Dale and Dawson Slacker Guide

In this guide, I will explain how you can be a slacker at Dale and Dawson and still look like you are working in your work environment.

Slacker Guide Dale and Dawson Stationery Supplies

Slacking is more than just goofing off. Crippling an office is a unique art. The regular employees typically outnumber you, so it’s rare to beat them by simply out-tasking them. It’s going to require impeding Specialists, framing the innocent, and bamboozling the Manager if you want to eek out a victory.

Slackers are usually 30% of the workforce, and you can’t always tell who your fellow slackers are. Play it smart!

What to look out for:

  • The manager’s keys – On a hook in the manager’s office. Get there first! When they’re in your hand, you can lock and unlock doors at your will, but don’t get caught with them.
  • Janitors – Can lock and unlock doors. Easy to blame them for doors you locked.
  • Other, incompetent slackers – Sacrificing them, loudly, can lend you credibility.
  • Task-critical items – Alone in the copy room and something just got printed? Shred it! Wasted time is a good time.
  • Bins – While one person with a fire extinguisher can fix a burning bin, it’s more common to see 6 employees running in circles screaming “FIRE!! FIRE!!”. A great distraction play.

Establishing your Cover

Sometimes, going about your tasks quietly can be just as suspicious as a blatant slacker, especially if all the other slackers are a quiet as you. You can still interact with things the same way Specialists can, so it might be a good idea to fake tasks so you’re ‘cleared’ by other Specialists and the Manager. Some ideas on how to do that are below.

  • Make your desktop busy – Emails, inventory, documents – having some or all of these open mean that, at a glance, you look like a very busy fellow. In the same vein, don’t leave Snake or Minesweeper open, even if they’re minimised. Other employees might see it, and that might be the best intel they have that round.

[Bounding box annotation entries]
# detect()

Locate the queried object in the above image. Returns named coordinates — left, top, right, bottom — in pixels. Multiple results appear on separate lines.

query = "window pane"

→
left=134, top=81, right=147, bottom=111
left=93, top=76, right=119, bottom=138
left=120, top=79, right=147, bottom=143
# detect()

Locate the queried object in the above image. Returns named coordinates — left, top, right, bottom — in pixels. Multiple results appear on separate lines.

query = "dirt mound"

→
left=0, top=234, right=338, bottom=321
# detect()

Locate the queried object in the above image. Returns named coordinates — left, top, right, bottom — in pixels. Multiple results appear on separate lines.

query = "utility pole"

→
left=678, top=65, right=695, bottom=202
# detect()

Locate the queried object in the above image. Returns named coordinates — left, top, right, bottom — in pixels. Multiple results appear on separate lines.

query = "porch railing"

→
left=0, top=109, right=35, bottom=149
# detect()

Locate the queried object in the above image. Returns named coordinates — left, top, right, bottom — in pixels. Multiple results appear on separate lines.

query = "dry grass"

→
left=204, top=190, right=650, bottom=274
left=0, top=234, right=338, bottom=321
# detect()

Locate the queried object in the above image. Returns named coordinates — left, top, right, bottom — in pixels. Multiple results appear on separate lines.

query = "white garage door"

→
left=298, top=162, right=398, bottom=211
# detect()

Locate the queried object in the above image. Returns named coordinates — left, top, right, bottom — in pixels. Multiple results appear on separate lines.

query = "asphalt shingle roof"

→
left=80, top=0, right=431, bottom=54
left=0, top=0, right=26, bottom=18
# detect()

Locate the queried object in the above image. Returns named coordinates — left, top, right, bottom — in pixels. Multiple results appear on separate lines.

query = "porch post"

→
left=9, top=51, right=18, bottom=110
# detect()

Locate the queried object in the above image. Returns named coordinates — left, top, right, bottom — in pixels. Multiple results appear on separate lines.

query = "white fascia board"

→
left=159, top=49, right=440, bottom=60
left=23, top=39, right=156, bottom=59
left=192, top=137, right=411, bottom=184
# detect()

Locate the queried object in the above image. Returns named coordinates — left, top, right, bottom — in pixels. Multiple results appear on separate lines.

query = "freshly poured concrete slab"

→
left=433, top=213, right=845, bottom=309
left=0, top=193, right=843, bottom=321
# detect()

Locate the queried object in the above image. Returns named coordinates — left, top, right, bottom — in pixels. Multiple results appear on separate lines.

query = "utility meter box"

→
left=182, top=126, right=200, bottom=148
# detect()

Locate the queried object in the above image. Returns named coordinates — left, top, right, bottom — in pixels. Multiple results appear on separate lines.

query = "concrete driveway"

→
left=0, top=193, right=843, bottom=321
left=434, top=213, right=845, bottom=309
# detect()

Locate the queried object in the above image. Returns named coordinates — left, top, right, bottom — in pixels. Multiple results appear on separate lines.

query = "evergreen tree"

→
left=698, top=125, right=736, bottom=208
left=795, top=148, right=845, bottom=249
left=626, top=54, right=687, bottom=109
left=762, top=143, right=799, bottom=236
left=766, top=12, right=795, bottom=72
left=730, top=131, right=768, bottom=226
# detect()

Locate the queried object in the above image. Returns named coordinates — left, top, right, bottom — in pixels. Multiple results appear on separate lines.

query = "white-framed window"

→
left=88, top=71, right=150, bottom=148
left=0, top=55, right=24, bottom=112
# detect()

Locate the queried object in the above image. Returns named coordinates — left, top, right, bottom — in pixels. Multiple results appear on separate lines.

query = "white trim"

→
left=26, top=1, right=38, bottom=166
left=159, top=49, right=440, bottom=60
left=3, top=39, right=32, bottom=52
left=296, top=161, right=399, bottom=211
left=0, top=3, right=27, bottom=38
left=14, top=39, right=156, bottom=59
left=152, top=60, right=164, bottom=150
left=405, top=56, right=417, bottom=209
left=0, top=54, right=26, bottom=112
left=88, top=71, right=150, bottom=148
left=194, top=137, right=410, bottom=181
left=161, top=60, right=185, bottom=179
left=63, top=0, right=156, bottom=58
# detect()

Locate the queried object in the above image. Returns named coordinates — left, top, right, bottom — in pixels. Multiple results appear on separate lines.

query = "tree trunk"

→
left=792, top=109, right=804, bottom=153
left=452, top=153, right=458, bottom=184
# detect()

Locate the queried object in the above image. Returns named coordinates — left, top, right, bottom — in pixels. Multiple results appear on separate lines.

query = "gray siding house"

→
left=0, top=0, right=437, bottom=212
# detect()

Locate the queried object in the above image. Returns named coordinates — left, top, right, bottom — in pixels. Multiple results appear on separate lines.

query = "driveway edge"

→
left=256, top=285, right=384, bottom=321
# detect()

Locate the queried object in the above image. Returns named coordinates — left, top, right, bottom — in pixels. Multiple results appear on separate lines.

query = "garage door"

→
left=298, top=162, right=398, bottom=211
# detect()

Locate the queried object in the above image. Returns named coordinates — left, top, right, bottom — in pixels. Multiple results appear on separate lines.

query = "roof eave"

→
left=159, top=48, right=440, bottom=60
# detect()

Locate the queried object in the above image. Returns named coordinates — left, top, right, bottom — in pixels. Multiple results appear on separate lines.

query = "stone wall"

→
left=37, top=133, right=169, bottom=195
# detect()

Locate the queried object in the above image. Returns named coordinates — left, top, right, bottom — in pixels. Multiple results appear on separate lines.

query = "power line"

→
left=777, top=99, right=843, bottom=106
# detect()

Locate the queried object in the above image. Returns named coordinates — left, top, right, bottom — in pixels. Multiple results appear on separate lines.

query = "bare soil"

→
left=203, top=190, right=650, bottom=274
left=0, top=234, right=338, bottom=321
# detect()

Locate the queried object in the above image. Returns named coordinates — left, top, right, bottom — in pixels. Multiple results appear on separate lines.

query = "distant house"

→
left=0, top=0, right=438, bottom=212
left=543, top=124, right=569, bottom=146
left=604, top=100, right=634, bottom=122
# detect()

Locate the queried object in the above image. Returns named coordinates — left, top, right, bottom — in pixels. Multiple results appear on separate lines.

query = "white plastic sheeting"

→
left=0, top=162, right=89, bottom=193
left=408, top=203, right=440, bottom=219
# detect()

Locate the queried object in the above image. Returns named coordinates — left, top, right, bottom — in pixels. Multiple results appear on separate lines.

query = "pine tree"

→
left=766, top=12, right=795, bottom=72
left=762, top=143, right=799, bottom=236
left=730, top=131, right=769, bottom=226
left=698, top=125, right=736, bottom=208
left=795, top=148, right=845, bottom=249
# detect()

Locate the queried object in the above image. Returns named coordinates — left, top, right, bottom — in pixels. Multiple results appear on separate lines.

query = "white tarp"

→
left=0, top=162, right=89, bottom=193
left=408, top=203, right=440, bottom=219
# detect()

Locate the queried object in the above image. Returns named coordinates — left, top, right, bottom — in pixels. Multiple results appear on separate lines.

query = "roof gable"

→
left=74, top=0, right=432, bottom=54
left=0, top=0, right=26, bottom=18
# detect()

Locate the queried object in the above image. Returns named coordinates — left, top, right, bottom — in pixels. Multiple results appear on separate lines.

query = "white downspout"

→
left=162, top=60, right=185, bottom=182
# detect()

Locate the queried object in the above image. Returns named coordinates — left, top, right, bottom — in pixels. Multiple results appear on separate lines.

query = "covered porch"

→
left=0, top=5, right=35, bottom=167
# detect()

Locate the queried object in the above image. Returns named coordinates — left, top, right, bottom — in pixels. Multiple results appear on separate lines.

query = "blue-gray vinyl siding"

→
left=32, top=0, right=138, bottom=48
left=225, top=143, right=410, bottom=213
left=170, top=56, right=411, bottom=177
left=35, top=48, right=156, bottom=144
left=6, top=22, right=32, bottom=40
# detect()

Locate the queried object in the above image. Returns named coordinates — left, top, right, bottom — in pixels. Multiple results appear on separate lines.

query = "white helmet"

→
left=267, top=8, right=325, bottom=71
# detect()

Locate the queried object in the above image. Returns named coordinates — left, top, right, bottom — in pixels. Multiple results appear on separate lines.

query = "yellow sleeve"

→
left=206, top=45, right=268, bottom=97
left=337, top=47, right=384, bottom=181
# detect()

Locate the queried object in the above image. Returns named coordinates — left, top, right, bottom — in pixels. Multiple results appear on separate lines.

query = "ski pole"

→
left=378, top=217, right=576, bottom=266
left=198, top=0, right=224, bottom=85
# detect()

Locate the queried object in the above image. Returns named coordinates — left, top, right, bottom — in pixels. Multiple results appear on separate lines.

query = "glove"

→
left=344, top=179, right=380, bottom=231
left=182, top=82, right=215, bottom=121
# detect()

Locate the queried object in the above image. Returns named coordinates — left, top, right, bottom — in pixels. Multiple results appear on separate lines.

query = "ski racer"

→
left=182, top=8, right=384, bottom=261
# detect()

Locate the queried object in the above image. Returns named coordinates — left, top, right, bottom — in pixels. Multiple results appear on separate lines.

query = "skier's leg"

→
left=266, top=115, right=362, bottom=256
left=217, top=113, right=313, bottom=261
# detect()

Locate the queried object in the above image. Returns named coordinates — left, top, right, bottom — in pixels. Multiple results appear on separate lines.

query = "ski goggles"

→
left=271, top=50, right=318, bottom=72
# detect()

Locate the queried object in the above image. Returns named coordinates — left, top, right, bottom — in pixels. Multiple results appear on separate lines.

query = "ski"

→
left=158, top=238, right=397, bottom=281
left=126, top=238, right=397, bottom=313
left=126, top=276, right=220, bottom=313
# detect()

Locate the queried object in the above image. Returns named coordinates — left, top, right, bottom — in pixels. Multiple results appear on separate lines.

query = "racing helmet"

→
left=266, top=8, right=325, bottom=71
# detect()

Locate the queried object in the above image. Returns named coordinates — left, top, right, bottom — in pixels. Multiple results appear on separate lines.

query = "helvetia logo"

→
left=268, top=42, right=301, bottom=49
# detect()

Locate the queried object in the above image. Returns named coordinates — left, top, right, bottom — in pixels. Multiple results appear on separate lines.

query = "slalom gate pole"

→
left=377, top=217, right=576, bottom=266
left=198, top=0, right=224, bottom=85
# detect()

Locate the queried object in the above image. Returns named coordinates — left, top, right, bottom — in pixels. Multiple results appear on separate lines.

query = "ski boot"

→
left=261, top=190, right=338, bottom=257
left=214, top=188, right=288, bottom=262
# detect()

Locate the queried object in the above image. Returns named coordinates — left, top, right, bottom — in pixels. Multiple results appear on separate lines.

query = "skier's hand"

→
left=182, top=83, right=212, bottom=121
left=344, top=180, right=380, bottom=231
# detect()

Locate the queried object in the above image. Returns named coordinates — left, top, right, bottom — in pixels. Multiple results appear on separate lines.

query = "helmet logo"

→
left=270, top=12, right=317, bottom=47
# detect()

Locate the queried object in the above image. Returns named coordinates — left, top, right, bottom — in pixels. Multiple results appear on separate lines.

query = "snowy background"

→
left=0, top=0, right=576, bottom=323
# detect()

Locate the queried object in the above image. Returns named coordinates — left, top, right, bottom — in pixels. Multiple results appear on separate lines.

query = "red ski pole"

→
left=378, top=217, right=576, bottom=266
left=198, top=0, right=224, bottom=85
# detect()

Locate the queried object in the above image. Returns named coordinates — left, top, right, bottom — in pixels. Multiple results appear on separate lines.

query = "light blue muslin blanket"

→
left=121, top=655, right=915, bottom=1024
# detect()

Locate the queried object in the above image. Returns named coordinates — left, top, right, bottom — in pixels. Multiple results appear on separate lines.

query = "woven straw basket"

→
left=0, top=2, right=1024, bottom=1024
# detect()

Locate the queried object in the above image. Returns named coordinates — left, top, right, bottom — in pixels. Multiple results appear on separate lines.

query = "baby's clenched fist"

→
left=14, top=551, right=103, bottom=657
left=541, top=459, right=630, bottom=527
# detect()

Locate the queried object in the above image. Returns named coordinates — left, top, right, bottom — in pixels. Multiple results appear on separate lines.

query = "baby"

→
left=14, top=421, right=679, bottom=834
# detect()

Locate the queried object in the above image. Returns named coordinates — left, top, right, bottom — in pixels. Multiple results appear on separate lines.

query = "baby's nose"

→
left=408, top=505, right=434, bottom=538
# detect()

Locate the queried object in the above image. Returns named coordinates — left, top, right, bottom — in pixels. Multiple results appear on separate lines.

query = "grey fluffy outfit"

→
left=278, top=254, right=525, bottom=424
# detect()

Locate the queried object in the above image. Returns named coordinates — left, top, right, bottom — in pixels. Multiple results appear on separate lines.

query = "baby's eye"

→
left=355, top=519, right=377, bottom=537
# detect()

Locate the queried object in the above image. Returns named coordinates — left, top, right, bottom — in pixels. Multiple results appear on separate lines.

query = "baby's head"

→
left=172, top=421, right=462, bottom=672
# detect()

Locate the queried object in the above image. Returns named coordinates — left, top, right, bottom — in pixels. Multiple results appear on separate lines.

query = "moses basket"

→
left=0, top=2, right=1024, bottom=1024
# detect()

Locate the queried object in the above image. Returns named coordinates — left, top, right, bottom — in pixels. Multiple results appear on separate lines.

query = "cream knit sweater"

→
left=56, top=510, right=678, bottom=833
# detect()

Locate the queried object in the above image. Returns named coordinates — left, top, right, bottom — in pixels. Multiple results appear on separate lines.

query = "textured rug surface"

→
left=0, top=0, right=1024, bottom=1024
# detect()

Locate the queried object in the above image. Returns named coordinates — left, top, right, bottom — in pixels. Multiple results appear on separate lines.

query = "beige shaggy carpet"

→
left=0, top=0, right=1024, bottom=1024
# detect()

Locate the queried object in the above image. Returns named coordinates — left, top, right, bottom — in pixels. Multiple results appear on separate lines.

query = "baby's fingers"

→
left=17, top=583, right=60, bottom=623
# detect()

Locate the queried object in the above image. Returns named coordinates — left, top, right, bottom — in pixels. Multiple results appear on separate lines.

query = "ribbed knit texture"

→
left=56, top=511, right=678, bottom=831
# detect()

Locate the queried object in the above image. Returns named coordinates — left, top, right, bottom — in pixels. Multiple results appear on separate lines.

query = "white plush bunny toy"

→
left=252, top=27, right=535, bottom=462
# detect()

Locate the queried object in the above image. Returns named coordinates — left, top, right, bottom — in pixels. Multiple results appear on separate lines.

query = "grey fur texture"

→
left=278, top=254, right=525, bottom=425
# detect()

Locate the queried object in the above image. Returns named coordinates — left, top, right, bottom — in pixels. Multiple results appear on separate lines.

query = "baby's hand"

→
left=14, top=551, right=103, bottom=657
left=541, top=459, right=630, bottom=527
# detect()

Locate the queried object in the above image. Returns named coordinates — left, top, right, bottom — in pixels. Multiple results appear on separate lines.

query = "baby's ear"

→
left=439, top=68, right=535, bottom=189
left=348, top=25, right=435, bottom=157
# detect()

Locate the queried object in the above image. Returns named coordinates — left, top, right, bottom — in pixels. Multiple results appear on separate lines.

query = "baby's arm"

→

[TASKS TO PERFORM]
**A)** Show each line of the records that contains the string "grey". Match case exactly.
**B)** Resume the Dale and Dawson slacker guide, starting after its last sentence.

[TASK-BY-TASK OUTPUTS]
**A)**
query = "grey fluffy outfit"
query = "grey fur texture"

**B)**
  • Fake tasks, loudly and publicly – Some of the best fake tasks for establishing your cover are ones that require the Manager’s signature. You get undivided face-time with them and establish yourself as someone doing tasks directly.
  • Cover slacker tasks with fake ones – Going to pet the cats? Bring some cat food with you. If you’re about to get caught, just do the fake task instead of your real one.
  • Have a fake task list in mind – In meetings or around the office, you might get interrogated on what tasks you’ve done. If you fumble or refuse to answer, you might get pegged as a Slacker. Have a fake list in mind, and don’t sweat it if you can’t think of three Specialist tasks – Specialists get Slacker tasks too.
  • Do some slacker tasks publicly – A guy with no slacker tasks is sometimes more suspicious than a guy who has two. If it’s a small lobby and you see each other often, it can pay to tell that guy you’re jelly-ing his stapler in advance.

The Manager Bamboozle

Managers are the number one threat to your slacking potential. They have very limited tasks, so the majority of their time is spent prowling the office looking for employees not doing work or sabotaging. The easiest way to get away with slacking off is making sure the Manager is so preoccupied that they don’t even know where you are. Here’s some general tips.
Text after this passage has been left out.